§ TO DO:
1: Could you retype the rows word for word, beginning at the line that has "Could you mark the asphalt driveway" and stopping after the final line of the rows?
2: Can you write what comes next in the forum thread about what spoils a movie, picking up right after the last line shown?

§ PASSAGE PROVIDED:
* * * * * * *

FuzzleTheMintyDog said:


> *It always comes down to bad writing. Unrealistic dialogue, characters having clearly rehearsed speeches and witty back and forth banter. In real life people talk over eachother.  *



I guess I can understand why people don't make their character speak over one another. It would be confusing to watch. x3 

I agree with you about phones and internet in movies though. I don't know why that spoils my immersion, since those things are part of daily life, but I prefer to see people in movies answering friggin *land-line phones*, even though nobody uses those anymore. 

Somebody opening a letter is okay, but somebody opening an email spoils my immersion in the story. Weird.


----------



## Fruitythebeetle (Feb 1, 2019)

again doesn't bother as much as long as it's not over done. then again phones are super dues ex machinas in a tiny convenient place.


also, we kinda have old phones we still use. so if folks on tv use them i'm not that bothered.


----------



## Cyberdragon (Feb 13, 2019)

Anyone hate incredibly stupid jokes? Remember that really long and awkward unfunny scene in Last Jedi where Chewy tries to eat a porg and the live one keeps fussing? If I were Chewy I would have made it seconds purely for not shutting up. Should have been a cutscene to the ship where Han looks up for a second after hearing a crunch or maybe a pew from a gun and the movie would have continued properly. XD


----------



## Asher Grey (Feb 13, 2019)

* * * * * * *

§ DATA:
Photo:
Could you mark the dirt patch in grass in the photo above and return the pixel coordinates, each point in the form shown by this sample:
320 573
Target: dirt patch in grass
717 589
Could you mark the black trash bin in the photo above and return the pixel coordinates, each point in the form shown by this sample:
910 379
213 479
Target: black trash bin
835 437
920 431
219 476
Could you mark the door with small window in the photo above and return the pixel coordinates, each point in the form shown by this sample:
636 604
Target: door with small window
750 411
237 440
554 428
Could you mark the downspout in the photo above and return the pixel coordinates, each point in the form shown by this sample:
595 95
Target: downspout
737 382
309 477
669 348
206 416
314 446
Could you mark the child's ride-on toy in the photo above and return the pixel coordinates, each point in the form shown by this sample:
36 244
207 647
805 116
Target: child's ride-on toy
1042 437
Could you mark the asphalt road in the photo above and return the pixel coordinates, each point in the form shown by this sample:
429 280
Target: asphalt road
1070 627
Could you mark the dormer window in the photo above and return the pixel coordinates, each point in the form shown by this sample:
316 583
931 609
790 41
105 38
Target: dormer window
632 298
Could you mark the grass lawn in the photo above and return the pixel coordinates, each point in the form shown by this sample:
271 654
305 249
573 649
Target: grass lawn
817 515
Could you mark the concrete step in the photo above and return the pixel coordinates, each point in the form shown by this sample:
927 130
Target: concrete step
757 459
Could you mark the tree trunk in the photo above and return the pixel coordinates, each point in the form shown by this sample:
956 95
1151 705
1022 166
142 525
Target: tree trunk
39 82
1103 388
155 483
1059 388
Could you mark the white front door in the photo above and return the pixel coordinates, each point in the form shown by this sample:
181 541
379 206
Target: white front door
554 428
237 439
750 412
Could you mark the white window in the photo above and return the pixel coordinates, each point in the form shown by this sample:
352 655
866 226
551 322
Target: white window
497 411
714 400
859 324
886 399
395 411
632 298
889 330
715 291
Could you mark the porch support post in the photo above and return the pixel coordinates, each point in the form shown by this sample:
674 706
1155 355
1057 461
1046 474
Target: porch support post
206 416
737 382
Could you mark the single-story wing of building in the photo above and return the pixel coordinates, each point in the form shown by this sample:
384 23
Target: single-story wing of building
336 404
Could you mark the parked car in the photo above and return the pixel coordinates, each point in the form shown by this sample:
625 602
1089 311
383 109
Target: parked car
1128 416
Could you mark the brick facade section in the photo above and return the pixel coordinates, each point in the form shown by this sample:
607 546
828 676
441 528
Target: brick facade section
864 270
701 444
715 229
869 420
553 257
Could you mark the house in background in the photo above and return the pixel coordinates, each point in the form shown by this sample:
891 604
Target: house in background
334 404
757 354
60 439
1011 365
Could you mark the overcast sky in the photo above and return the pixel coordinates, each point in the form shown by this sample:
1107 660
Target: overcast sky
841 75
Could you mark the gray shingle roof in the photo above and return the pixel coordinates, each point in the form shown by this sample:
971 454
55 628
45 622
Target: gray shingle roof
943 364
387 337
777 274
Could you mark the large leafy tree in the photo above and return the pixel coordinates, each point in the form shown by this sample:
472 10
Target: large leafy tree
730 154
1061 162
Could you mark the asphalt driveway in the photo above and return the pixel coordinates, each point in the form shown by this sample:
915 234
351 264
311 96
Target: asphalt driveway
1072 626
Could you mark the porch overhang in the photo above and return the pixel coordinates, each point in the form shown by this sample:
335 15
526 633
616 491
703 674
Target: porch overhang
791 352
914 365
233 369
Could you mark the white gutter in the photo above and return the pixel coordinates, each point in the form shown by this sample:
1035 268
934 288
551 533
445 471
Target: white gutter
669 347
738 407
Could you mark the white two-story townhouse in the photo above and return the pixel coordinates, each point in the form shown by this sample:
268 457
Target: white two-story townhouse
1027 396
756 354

* * * * * * *

§ TASK-BY-TASK OUTPUTS:
1:
Could you mark the asphalt driveway in the photo above and return the pixel coordinates, each point in the form shown by this sample:
915 234
351 264
311 96
Target: asphalt driveway
1072 626
Could you mark the porch overhang in the photo above and return the pixel coordinates, each point in the form shown by this sample:
335 15
526 633
616 491
703 674
Target: porch overhang
791 352
914 365
233 369
Could you mark the white gutter in the photo above and return the pixel coordinates, each point in the form shown by this sample:
1035 268
934 288
551 533
445 471
Target: white gutter
669 347
738 407
Could you mark the white two-story townhouse in the photo above and return the pixel coordinates, each point in the form shown by this sample:
268 457
Target: white two-story townhouse
1027 396
756 354

2:
It might be just me, but laugh-tracks. Especially overused ones. I could never get into the big bang theory because character A says something, laugh track. Character B tilts their head at the statement, laugh track. Zooms out to get both characters in the frame, laugh track.

I know cinematic comedy isn't generally intended to be the most "immersive" type of media, but it's my favorite genre.


----------



## Asher Grey (Feb 13, 2019)

Fallowfox said:


> I guess I can understand why people don't make their character speak over one another. It would be confusing to watch. x3
> 
> I agree with you about phones and internet in movies though. I don't know why that spoils my immersion, since those things are part of daily life, but I prefer to see people in movies answering friggin *land-line phones*, even though nobody uses those anymore.
> 
> Somebody opening a letter is okay, but somebody opening an email spoils my immersion in the story. Weird.


And just think, far into the future, people answering smartphones will be a way of showing that it's set in the old days...


----------



## Cyberdragon (Feb 14, 2019)

Asher Grey said:


> It might be just me, but laugh-tracks. Especially overused ones. I could never get into the big bang theory because character A says something, laugh track. Character B tilts their head at the statement, laugh track. Zooms out to get both characters in the frame, laugh track.
> 
> I know cinematic comedy isn't generally intended to be the most "immersive" type of media, but it's my favorite genre.



Laugh tracks have been in use sunce the 50s, just watch Leave it to Beaver and it's the same way. 50% of the audio is fake laughing.


----------



## Keefur (Feb 14, 2019)

I hate it when movies are used to score political points.  Movies are escapism.  I don't want to go to a movie to be reminded about what is politically correct or how to act to keep the environment pristine.  I hear that stuff all the time on the news, etc.  Then the actors use their fame to score even MORE political points which disconnects me from their roles when I see them in other movies.


----------



## Asher Grey (Feb 14, 2019)

Cyberdragon said:


> Laugh tracks have been in use sunce the 50s, just watch Leave it to Beaver and it's the same way. 50% of the audio is fake laughing.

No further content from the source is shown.